CHALLENGE:
Resume the forum thread about the little blue pen below, picking up right after its last line.

# Just a little blue number



## Carl Fisher (Sep 3, 2015)

Best I can tell, this is probably a Mutt Blanks Lava. It was just hanging out in my blank stash with no label.

Paired up with an Antique Silver Jr. George II


----------



## D.Oliver (Sep 3, 2015)

That's mighty nice!


----------



## liljohn1368 (Sep 3, 2015)

That is nice!!


----------



## stonepecker (Sep 3, 2015)

I like the completed work.......That is a keeper.
Blank and kit just seems to be a perfect match.


----------



## oneleggimp (Sep 3, 2015)

Beautiful.


----------



## Gus Jr (Sep 3, 2015)

Very nice.


----------



## mark james (Sep 3, 2015)

Beautiful work Carl.  The blank and kit are stunning.

...  I peeked at your website...  Very nice site (the pens are wonderful!).

I was particularly fond of the Redwood Lace and blue/white swirl!  To me that is excellent!

Mark


----------



## Tom D (Sep 3, 2015)

Hi Carl, could you send it to me so I can get a closer look?


----------



## Carl Fisher (Sep 3, 2015)

Tom D said:


> Hi Carl, could you send it to me so I can get a closer look?



Sure, let me send you a Square invoice first :biggrin:

I think I lucked out with the streak of silver in what I'm going to call the bottom of this blank.  Gave me the perfect line for the antique silver clip to fit right in.

I think I remember this being one of Eugene's new style Lava blanks, but I just can't remember


----------



## qquake (Sep 4, 2015)

Spectacular blank!


----------



## Carl Fisher (Sep 4, 2015)

mark james said:


> Beautiful work Carl.  The blank and kit are stunning.

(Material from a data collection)
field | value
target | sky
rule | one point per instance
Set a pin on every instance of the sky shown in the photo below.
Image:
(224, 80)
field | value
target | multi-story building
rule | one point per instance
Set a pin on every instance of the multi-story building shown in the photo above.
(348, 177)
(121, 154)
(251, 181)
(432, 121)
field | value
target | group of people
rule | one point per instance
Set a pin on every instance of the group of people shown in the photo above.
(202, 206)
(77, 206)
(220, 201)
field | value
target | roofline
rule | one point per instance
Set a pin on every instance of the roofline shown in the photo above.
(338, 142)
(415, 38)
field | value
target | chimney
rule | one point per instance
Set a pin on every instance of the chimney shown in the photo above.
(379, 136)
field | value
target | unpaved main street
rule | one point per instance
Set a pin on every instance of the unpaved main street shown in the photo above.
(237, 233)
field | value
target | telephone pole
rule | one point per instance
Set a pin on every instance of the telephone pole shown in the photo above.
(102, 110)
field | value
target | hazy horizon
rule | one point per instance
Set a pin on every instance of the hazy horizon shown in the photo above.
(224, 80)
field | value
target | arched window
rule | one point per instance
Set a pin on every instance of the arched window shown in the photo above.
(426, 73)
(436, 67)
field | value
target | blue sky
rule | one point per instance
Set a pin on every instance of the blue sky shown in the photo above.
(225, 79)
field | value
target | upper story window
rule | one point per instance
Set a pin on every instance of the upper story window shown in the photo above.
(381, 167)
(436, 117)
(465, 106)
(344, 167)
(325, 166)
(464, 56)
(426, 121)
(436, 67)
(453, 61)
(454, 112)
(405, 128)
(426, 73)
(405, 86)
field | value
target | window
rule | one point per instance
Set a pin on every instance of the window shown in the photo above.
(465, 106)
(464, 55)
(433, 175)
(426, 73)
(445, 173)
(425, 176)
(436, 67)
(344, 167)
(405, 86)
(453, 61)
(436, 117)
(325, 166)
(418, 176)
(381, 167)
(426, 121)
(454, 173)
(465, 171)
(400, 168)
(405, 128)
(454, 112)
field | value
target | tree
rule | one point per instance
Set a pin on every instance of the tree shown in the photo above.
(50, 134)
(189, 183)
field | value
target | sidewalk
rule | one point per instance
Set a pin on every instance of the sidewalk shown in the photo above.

REPLY TO THE EXERCISE:
> 
> ...  I peeked at your website...  Very nice site (the pens are wonderful!).
> 
> ...



Mark, that is one of my favorites.  It's very simple and clean lines but the material combination just stands out.


----------



## mikespenturningz (Sep 7, 2015)

Carl you always have an eye for matching up hardware and blanks. Very nice job on this one.


----------



## jeff (Sep 14, 2015)

A nice addition to the front page! :biggrin:


----------



## Carl Fisher (Sep 15, 2015)

LOL, Thanks Jeff 

I saw it up there and was like...hey that kinda looks familiar.  Took me a second this early in the morning.


----------



## walshjp17 (Sep 15, 2015)

Congrats on the Front Page.


----------



## Carl Fisher (Sep 16, 2015)

Just verified exactly which blank this was :biggrin:

Mutt Blanks Lava Lamp Blank #13

Beautiful material.


----------



## Erik831 (Sep 16, 2015)

Nice beautiful pen Carl, where do you get that particular kit?


----------



## Carl Fisher (Sep 16, 2015)

It's the Jr. George II.  The primary vendors for these would be Classic Nib or Signature Pen Supply.


----------



## Dalepenkala (Sep 17, 2015)

Great looking pen Carl! Congrats on making the front page!


----------



## liljohn1368 (Sep 17, 2015)

Alright Carl you have 39 likes 11 more and you will get in the elite group.....


----------



## Band Saw Box (Sep 18, 2015)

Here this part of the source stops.